In der Zeit nach dem Zweiten Weltkrieg zeichneten sich in der Produktion animierter Filme zwei entgegengesetzte Entwicklungen ab: Einerseits wurden Fernsehprogramme wichtig, die sich in erster Linie an Kinder richteten, andererseits wurden mehr Filme speziell für Erwachsene produziert. Mit dem Ende der 1950er Jahre wuchs der Anteil animierter Fernsehprogramme am Gesamtprogramm deutlich; dies hatte zum Teil mit dem Einsparungspotenzial eines reduzierten Animationsstils zu tun, bei dem der Dialog wichtiger war als die animierte Handlung, und der zu Figuren führte, die sich kaum bewegten, aber dafür umso mehr redeten. Die japanische TV-Animationsindustrie setzte von Anfang an auf diese reduzierten Animationstechniken, z. B. in Osamu Tezukas Tetsuwan Atomu (Astro Boy, JP 1963–1966). Die amerikanischen Studios Hanna-Barbera und Filmation verschrieben sich ebenfalls diesem Stil. Im Lauf der 1960er Jahre wurde dann der Einsatz von Lachkonserven im Fernsehen als Geräuscheffekt üblich (was die Anwesenheit eines Publikums im Studio suggerierte) und bald auf den Bereich der Animation ausgedehnt, z. B. in Hanna-Barberas The Flintstones (US 1960–1966). Dieser Effekt replizierte die Ästhetik der Realfilm-Sitcoms dieser Zeit.

**Was verlangt wird**: Führe den Text über Animationsfilme nach dem Zweiten Weltkrieg im Anschluss an seinen letzten Satz weiter. Die Einträge spielen hierfür keine Rolle.

**Bereitgestellte Daten**:
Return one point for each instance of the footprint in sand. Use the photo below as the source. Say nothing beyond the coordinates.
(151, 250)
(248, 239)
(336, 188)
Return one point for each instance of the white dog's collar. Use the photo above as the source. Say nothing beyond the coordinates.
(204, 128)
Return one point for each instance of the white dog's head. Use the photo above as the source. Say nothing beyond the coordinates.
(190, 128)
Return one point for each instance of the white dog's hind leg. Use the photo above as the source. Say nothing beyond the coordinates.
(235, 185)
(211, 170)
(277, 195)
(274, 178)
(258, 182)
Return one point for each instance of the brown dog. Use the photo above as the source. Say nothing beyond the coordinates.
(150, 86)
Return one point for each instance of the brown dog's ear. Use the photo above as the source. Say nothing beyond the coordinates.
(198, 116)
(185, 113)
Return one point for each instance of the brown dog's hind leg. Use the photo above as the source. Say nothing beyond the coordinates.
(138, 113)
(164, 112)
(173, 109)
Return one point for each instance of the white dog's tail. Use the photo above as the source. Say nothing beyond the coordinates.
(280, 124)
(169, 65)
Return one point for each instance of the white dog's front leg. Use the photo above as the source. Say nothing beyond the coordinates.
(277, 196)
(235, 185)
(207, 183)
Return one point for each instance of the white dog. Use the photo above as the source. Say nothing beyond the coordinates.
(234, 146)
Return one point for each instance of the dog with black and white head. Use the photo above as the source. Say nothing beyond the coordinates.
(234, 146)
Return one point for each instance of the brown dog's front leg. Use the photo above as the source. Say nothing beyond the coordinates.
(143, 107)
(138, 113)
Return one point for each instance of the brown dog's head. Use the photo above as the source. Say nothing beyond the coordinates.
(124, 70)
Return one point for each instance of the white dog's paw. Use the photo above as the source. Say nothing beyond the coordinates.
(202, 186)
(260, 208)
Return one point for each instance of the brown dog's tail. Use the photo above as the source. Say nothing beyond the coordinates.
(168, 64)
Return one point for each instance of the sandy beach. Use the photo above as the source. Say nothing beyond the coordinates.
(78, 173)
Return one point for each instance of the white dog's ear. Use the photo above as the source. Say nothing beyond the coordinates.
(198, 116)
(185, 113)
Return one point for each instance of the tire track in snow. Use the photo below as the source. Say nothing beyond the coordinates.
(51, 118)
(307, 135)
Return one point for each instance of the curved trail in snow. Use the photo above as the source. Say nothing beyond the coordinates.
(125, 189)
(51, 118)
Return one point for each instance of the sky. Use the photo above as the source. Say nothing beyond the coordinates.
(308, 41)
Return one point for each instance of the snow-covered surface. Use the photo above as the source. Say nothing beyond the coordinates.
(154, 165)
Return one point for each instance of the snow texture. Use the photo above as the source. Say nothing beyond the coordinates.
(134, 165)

**Ergebnis der Übung**:
Die Produktion von Animationsfilmen für ein erwachsenes Publikum verlief Hand in Hand mit den größeren Trends in der Filmindustrie. Das Teen-Publikum wurde mit Musikfilmen ins Kino gelockt, z. B. Yellow Submarine (UK/US 1968) des Regisseurs George Dunning. Im Mittelpunkt dieses Spielfilms standen Songs der Beatles und animierte Konterfeis der Band waren die Hauptfiguren. Die Welt des Independent-Films war seit dem Ende des Zweiten Weltkriegs größer geworden, und Animationsfilme für ein erwachsenes Publikum wurden auch in diesem Bereich produziert. Frank Film (US 1973) von Frank Mouris folgt der Stimme des Filmemachers und dokumentiert seine persönlichen Erfahrungen. Der Film ist typisch für das Tagebuch-Filmgenre dieser Zeit, das in Realfilm-Produktionen noch stärker vertreten war.

Pixilation ist ein Verfahren, bei dem SchauspielerInnen in Einzelbildern fotografiert werden, was die Bewegungsabläufe eigenartig mechanisch erscheinen lässt. Mehr Information bei Stephen X. Arthur, Pixy-led by Pixilation, http://mypage.direct.ca/w/writer/pixilation.html.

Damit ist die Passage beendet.